> **PROMPT 1**
Echo a passage of the market commentary below word for word, from "And as I prepare" to "later this morning.".

> **SELECTED EXTRACT**

** START **

Here are the 6-month charts for both silver and gold once again---and not a thing has changed since I posted Monday's charts in yesterday's column, as both are still in overbought territory.
Once again I was bowled over by the fourth withdrawal from SLV in the last six business days. If anyone has any explanation other than "acute physical silver shortage," I'd love to hear it.
I was not amused by the price action in the precious metals yesterday. I'm always suspicious of future price events in the metals themselves when there is counterintuitive action in the shares. Maybe I'm just imaging things, but this overbought situation has to be resolved, so I doubt that we'll have to wait much longer for some sort of resolution.
As I write this paragraph, the London open is about 20 minutes away. As has been the case recently, all four precious metals got sold down in morning trading in the Far East on their Wednesday. And also like yesterday, all four are rallying into the London open, but all have a ways to go to get back to unchanged from Tuesday's close in New York. Volumes are already pretty heavy in both metals. There is some roll-over action in silver, but even the net volume is pretty chunky for this time of day and, not that it matters, the dollar index is trading ruler flat.
We've got three more trading days in the July silver contract before it goes off the board on Monday. All the big boys have to be out by the end of trading on Thursday, with the balance of the traders on Friday. Monday is First Notice Day, but I would think that the CME Group will have the delivery numbers up on Friday evening EDT.
And as I prepare to send today's column out the door, the London market has been open an hour. The tiny rallies going into London open all got sold down---and all four precious metals are back to more or less where they started at, or before, the London open. Volumes in both gold and silver are higher than I like to see, especially considering the lack of price action. The dollar index is still trading flat from its close in New York yesterday afternoon.
That's all I have for today---and nothing will surprise me from a price perspective when I power up my computer later this morning.
Enjoy your day---and I'll see you here tomorrow.

** END **

> **PROMPT 2**
Rewrite the rows from the line with "For each instance of the brown roof, set" through the last row, replacing "wooden hut" with "timber hut" and keeping everything else the same. Output only those lines.

> **EXERCISE DATA**
** START **

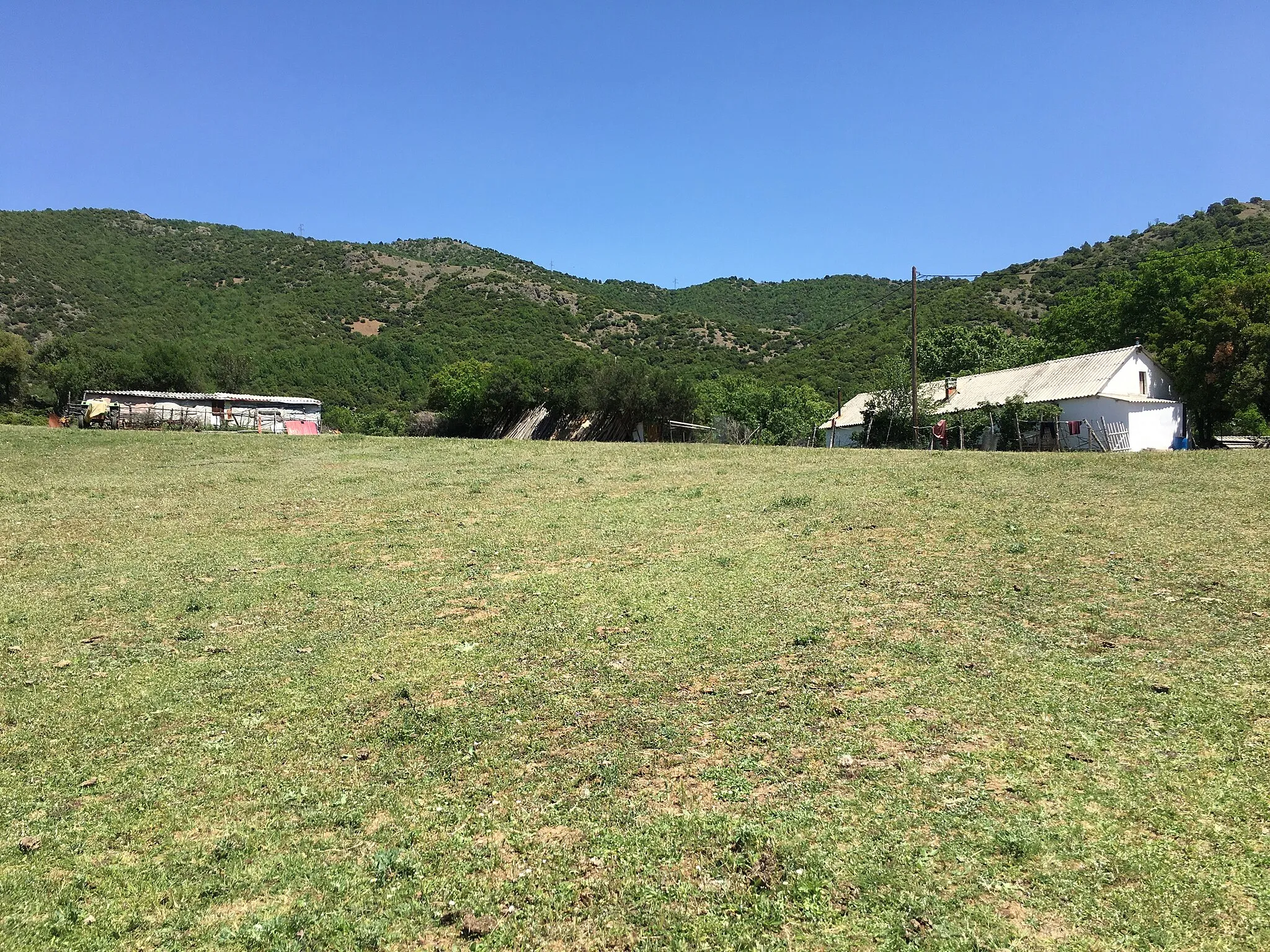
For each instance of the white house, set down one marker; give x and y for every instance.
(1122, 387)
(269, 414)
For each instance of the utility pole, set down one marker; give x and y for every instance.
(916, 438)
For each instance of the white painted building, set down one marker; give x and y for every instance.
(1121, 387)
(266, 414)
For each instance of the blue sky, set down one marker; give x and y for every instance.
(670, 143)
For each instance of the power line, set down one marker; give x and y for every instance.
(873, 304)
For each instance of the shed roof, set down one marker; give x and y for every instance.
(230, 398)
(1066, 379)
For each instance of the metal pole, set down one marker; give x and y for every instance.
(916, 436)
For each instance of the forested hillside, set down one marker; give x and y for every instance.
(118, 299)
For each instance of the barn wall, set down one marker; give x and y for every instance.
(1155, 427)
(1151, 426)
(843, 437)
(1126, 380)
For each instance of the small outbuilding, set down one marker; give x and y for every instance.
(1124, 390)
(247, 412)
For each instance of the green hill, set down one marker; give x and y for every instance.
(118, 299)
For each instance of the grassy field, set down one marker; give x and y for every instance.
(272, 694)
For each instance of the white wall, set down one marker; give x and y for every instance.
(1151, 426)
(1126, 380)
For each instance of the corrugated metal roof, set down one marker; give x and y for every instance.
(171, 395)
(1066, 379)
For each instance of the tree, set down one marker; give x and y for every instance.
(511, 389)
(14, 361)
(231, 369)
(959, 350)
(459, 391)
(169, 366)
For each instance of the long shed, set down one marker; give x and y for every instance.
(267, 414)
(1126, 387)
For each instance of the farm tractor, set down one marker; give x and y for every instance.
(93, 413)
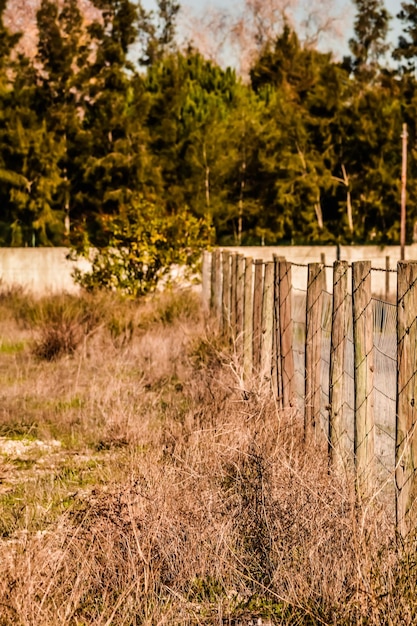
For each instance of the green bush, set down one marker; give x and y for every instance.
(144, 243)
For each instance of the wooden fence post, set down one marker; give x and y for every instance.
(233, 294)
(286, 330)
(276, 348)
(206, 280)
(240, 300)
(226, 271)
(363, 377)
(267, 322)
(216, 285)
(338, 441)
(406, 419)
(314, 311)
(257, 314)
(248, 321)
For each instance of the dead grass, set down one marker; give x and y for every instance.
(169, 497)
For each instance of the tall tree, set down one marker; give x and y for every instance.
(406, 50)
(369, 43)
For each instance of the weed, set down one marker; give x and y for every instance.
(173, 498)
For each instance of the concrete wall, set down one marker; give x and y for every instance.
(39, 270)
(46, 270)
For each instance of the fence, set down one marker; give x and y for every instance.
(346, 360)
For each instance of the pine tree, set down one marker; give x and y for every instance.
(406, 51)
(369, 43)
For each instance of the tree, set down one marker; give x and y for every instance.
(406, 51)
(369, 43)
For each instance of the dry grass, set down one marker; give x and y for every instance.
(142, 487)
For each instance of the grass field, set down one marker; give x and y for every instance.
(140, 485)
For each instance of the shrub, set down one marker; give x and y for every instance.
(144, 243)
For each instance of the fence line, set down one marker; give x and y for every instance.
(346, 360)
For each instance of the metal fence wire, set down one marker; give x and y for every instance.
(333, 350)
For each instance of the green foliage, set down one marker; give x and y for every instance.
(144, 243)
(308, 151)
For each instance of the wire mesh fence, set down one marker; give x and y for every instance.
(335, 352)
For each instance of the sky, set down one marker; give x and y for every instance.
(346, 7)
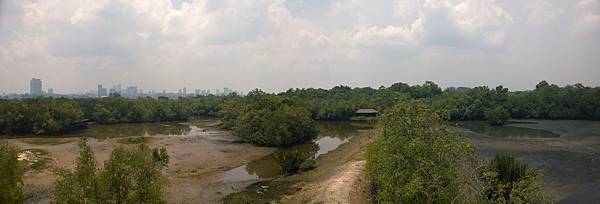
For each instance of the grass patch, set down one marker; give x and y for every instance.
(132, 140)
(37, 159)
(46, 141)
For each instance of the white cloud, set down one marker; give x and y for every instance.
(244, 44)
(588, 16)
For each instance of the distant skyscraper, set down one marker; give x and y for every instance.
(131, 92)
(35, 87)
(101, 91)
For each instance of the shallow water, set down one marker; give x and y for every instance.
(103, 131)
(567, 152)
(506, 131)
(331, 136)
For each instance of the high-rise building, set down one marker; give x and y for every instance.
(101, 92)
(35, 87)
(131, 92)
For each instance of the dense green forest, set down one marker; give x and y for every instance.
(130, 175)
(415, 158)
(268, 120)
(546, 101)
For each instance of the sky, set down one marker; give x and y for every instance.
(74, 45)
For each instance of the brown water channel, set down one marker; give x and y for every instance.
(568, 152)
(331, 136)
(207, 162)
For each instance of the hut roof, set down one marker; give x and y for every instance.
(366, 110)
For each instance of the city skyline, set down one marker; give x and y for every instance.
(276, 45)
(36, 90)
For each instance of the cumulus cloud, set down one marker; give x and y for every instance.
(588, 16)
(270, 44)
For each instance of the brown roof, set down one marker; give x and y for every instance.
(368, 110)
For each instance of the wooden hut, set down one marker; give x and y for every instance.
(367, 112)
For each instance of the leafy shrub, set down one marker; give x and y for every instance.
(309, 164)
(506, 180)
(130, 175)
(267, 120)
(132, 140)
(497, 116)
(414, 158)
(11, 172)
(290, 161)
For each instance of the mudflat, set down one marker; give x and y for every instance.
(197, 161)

** END **

> **ANSWER 1**
And as I prepare to send today's column out the door, the London market has been open an hour. The tiny rallies going into London open all got sold down---and all four precious metals are back to more or less where they started at, or before, the London open. Volumes in both gold and silver are higher than I like to see, especially considering the lack of price action. The dollar index is still trading flat from its close in New York yesterday afternoon.
That's all I have for today---and nothing will surprise me from a price perspective when I power up my computer later this morning.

> **ANSWER 2**
For each instance of the brown roof, set down one marker; give x and y for every instance.
(368, 110)
For each instance of the timber hut, set down one marker; give x and y for every instance.
(367, 112)
For each instance of the leafy shrub, set down one marker; give x and y for every instance.
(309, 164)
(506, 180)
(130, 175)
(267, 120)
(132, 140)
(497, 116)
(414, 158)
(11, 172)
(290, 161)
For each instance of the mudflat, set down one marker; give x and y for every instance.
(197, 161)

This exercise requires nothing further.